◆ **EXERCISE INSTRUCTIONS**
In the material, swap "hind leg" for "front leg" in the lines from the one with "target | frog's hind leg" to the one with "x=690 y=359". Return only those lines, with nothing else changed.

◆ **INFORMATION GIVEN**
────────

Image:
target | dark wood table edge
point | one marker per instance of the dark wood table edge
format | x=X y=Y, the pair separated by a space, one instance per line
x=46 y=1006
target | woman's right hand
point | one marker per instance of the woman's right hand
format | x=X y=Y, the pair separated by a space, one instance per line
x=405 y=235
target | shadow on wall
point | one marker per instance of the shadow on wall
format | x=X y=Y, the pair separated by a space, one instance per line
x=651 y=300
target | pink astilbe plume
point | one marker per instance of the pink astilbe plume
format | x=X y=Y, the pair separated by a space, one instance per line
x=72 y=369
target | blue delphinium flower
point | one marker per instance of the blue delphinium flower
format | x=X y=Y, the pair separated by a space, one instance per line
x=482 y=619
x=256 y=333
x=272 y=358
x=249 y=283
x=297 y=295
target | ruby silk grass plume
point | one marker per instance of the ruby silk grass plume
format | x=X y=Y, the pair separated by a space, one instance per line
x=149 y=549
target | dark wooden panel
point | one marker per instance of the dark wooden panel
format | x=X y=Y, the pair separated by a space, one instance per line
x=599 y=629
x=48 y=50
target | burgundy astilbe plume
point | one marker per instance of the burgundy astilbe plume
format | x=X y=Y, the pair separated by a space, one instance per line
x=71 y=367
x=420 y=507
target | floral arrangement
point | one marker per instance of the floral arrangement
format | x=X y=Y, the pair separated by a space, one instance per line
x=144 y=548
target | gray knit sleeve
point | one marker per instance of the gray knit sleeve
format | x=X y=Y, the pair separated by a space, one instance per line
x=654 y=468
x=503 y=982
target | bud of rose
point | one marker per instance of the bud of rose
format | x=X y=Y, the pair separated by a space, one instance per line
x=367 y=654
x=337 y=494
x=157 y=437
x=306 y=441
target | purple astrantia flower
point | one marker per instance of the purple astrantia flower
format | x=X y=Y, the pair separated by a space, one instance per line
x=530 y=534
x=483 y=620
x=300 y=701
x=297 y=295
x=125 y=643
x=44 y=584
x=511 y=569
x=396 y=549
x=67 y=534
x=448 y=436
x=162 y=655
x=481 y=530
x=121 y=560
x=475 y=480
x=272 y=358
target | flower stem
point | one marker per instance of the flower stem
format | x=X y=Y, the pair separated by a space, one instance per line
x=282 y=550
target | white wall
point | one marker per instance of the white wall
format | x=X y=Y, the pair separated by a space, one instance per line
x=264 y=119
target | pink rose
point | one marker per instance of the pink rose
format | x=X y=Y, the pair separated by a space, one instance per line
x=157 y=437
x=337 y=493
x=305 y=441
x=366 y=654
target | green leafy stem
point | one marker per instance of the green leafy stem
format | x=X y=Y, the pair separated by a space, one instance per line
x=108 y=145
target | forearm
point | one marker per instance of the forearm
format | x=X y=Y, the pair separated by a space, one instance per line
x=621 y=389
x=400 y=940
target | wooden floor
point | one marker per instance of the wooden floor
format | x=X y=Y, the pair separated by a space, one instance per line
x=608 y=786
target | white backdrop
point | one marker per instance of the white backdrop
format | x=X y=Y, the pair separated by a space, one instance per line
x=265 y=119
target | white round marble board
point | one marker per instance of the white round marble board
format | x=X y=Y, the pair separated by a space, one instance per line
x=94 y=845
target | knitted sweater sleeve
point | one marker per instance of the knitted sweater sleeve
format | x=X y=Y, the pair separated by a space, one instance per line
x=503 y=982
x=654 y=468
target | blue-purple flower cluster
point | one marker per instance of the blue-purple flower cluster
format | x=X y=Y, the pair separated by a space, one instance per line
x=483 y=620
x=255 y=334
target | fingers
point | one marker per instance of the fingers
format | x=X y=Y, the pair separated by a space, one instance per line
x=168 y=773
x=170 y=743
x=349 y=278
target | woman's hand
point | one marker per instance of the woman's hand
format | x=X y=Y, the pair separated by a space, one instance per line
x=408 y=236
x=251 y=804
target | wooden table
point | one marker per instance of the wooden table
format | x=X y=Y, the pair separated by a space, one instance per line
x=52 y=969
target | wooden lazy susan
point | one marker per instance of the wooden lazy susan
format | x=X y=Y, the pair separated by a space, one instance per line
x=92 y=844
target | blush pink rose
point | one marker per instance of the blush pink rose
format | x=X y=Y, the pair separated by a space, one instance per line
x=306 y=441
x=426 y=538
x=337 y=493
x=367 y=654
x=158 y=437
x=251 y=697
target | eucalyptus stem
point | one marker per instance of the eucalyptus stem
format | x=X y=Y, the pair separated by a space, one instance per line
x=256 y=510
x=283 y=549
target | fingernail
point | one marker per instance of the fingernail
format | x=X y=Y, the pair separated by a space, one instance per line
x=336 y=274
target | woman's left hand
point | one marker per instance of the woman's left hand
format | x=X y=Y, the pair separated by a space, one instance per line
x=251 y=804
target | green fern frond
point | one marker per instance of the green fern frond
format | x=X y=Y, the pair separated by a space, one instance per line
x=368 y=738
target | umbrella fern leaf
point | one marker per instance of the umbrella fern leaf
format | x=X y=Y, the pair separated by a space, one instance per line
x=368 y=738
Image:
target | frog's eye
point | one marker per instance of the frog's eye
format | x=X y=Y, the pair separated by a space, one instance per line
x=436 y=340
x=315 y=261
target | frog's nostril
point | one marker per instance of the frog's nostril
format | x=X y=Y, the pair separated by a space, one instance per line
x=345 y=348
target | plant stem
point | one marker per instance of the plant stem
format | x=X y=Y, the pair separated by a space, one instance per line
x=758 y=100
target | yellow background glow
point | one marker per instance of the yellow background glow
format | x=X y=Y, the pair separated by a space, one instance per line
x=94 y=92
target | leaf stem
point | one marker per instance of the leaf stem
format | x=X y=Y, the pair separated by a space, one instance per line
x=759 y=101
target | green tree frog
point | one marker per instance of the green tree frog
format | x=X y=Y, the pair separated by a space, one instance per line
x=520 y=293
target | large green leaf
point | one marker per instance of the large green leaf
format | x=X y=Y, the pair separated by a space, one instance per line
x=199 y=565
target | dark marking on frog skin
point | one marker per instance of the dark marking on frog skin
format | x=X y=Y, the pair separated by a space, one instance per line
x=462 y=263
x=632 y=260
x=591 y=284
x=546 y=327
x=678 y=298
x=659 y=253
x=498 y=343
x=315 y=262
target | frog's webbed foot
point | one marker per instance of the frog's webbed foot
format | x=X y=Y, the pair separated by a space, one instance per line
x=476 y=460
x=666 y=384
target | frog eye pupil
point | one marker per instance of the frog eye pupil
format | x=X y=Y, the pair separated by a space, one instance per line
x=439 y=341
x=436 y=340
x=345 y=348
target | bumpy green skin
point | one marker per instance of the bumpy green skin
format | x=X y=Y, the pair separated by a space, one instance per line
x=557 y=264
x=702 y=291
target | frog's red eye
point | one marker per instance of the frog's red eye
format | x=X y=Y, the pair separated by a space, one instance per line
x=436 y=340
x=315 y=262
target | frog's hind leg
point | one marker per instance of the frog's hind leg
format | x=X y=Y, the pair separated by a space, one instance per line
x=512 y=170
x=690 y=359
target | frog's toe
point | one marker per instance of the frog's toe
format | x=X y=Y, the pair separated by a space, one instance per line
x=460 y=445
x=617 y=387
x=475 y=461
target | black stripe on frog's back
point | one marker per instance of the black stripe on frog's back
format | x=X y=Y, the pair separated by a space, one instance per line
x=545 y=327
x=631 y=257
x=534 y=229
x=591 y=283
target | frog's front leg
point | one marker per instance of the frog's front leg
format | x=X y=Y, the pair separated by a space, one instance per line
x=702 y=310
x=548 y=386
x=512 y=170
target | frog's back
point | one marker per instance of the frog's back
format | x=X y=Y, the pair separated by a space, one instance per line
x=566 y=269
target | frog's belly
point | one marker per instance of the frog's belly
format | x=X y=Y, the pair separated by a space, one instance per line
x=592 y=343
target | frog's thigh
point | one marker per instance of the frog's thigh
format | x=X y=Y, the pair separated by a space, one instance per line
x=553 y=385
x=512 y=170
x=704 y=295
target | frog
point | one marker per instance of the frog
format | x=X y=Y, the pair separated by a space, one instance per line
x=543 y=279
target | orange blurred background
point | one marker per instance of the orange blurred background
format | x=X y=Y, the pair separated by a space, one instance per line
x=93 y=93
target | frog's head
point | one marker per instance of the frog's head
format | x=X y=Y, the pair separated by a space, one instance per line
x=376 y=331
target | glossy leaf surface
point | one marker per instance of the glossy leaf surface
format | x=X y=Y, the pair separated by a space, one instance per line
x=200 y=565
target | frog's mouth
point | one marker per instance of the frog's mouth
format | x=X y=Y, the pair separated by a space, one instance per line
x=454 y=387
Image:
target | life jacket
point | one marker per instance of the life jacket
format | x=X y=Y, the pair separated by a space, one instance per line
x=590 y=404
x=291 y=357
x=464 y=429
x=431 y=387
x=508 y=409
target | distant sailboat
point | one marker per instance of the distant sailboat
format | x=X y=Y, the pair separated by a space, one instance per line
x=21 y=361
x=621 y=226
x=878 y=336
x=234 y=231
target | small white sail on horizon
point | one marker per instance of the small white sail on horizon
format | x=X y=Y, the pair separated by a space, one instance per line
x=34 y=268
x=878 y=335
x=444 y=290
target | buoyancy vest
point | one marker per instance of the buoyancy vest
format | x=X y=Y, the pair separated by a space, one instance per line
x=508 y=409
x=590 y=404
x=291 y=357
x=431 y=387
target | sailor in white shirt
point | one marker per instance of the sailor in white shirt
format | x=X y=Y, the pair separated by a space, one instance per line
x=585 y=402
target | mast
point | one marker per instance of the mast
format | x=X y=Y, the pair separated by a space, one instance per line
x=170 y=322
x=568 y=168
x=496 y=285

────────

◆ **WRITTEN ANSWER**
target | frog's front leg
point | one marker per instance of the frog's front leg
format | x=X y=Y, the pair separated by a space, one instance per line
x=512 y=170
x=690 y=359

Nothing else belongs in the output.